- [Task requirements]:
In the data that follows, find the line with "Target: fishing rod"; transcribe it, every later line up to the one with "[locate] gray long-sleeve", and that line as well, exactly and with no others.

• • •

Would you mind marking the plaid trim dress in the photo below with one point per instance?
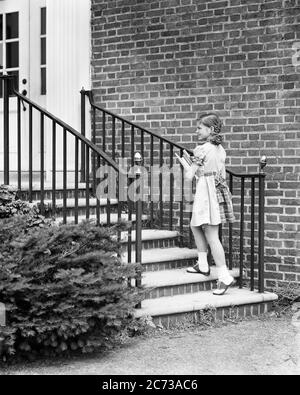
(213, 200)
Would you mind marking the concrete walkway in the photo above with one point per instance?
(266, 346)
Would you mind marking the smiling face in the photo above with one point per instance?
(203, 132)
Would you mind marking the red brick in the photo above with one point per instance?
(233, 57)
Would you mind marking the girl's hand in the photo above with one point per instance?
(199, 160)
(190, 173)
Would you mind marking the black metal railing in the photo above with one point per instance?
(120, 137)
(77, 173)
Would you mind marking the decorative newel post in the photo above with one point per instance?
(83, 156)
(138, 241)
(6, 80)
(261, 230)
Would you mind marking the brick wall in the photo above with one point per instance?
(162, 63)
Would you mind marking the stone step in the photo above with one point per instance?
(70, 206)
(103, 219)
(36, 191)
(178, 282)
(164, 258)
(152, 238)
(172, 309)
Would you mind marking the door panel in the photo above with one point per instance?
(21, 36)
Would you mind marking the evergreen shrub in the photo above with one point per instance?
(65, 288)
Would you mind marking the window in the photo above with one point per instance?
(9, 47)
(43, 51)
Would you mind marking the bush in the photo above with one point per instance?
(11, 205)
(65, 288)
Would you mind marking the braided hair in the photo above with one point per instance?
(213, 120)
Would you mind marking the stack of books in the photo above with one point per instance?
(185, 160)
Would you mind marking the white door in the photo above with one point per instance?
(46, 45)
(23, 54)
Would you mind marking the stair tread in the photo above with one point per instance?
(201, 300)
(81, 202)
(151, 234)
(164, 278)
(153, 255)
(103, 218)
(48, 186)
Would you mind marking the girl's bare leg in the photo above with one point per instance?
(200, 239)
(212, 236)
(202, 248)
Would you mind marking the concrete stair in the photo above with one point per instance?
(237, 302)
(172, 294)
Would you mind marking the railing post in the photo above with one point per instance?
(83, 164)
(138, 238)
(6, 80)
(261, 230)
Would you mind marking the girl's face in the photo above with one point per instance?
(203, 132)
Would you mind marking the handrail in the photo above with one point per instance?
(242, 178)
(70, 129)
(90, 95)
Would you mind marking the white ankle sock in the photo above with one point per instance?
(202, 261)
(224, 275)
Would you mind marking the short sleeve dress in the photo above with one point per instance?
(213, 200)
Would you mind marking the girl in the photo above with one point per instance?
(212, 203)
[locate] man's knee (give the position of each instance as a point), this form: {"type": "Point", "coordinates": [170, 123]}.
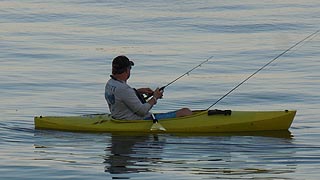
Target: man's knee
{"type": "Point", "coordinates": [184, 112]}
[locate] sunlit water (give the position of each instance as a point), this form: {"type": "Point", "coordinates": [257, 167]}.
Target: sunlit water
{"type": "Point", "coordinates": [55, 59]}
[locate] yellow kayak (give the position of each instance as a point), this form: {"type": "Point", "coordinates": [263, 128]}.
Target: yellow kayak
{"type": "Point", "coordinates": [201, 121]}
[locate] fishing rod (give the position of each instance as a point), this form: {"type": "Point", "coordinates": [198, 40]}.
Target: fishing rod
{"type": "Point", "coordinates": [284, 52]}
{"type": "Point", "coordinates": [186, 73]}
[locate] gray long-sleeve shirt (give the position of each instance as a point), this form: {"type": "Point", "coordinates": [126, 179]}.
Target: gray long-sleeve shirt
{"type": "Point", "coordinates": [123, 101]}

• • •

- [Exercise output]:
Target: fishing rod
{"type": "Point", "coordinates": [284, 52]}
{"type": "Point", "coordinates": [186, 73]}
[locate] gray long-sleeve shirt (give the position of each instance as a point), this form: {"type": "Point", "coordinates": [126, 179]}.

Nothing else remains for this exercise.